═════ BRANO FORNITO
Inoltre si potrebbero trovare espressioni altrettanto “immanentiste” anche in S. Giovanni della Croce.

Tuttavia Jung ha torto quando deduce da tutto questo che per Maestro Eckart e per gli altri mistici, Dio non è in fondo che «uno stato psicodinamico», una funzione dell’inconscio. Più semplicemente, i mistici cercano di esprimere in un linguaggio poetico l’intimità tra Dio e l’uomo. Dal punto di vista della teologia razionale, essi possono apparire non completamene ortodossi; eppure basta riflettere senza apriorismi e riferendosi agli scritti rivelati, per accorgersi che la poesia dei mistici è infinitamente più vicina alla verità di quanto non lo sia una certa teologia, che considera i rapporto tra Dio e l’uomo alla stregua di quelli che esistono tra l’orologiaio e l’orologio!...

Per essere in grado di vivere cristianamente e perché la fede vivifichi l’anima nostra, non basta sapere, al puro stato cerebrale senza alcun rapporto con la nostra condotta, che Dio esiste, che ci ha creati e che un giorno ci giudicherà. Se non ci fosse altro che questa astratta nozione, è probabile che molti sottoscriverebbero la celebre frase di Lenin: «Se Dio esistesse, sarebbe una ragione di più per combatterlo!».
══════════
OBIETTIVI =>
(a) Trascrivi parola per parola il brano sui mistici e Jung, da “Tuttavia Jung ha” fino a “l’orologiaio e l’orologio!...” incluso.
(b) Prosegui il brano sul rapporto tra Dio e l’uomo nei mistici, riprendendo dopo l’ultima frase riportata.
═════ DATI FORNITI
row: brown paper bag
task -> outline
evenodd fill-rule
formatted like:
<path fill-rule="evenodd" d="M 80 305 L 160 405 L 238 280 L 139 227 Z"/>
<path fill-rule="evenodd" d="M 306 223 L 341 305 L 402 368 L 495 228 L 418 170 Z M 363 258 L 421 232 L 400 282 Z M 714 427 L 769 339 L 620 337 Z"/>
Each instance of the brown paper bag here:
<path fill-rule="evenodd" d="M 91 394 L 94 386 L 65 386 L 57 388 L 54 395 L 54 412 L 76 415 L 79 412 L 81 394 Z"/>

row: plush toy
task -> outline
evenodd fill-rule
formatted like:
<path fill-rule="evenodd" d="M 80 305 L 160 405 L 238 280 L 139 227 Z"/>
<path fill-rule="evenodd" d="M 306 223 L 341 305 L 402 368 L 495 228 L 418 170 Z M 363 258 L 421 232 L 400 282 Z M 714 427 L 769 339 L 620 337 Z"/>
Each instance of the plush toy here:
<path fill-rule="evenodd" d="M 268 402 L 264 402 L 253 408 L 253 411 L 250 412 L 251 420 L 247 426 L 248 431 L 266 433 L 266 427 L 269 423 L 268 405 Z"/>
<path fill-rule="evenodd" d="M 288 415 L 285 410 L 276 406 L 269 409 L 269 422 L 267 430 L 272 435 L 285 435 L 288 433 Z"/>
══════════
RISPOSTE IN ORDINE =>
(a)
Tuttavia Jung ha torto quando deduce da tutto questo che per Maestro Eckart e per gli altri mistici, Dio non è in fondo che «uno stato psicodinamico», una funzione dell’inconscio. Più semplicemente, i mistici cercano di esprimere in un linguaggio poetico l’intimità tra Dio e l’uomo. Dal punto di vista della teologia razionale, essi possono apparire non completamene ortodossi; eppure basta riflettere senza apriorismi e riferendosi agli scritti rivelati, per accorgersi che la poesia dei mistici è infinitamente più vicina alla verità di quanto non lo sia una certa teologia, che considera i rapporto tra Dio e l’uomo alla stregua di quelli che esistono tra l’orologiaio e l’orologio!...

(b)
Bisogna sapere che Dio è nella parte più profonda dell’anima nostra – “intimior intimo meo”, diceva S. Agostino - perché Egli ci appare essenzialmente indispensabile. Una volta fabbricato, l’orologio può far a meno dell’orologiaio, mentre l’uomo cadrebbe nel nulla non appena la mano di Dio, sia pure per un istante, non lo sostenesse più.

Dio è, per riprender la formula di S. Agostino, “intimior intimo meo” proprio perché, nello stesso tempo, “superior summo meo”, in quanto trascende infinitamente, l’anima e tutte le sue funzioni.

Sempre da un punto di vista puramente psicologico, la svalutazione e la rimozione di una funzione tanto importante come quella che la religione assolve nell’anima, ha le conseguenze più nefaste tanto per gli individui come per le collettività. Chi può dimenticare che l’ateismo propagandato dal “secolo dei lumi” ha dato origine al Terrore durante la Rivoluzione francese? Sarebbe solo per caso che, al trionfo del razionalismo del secolo XIX, sono seguiti gli orrori dei campi di sterminio nazisti, quelli della dittatura comunista e della bomba atomica?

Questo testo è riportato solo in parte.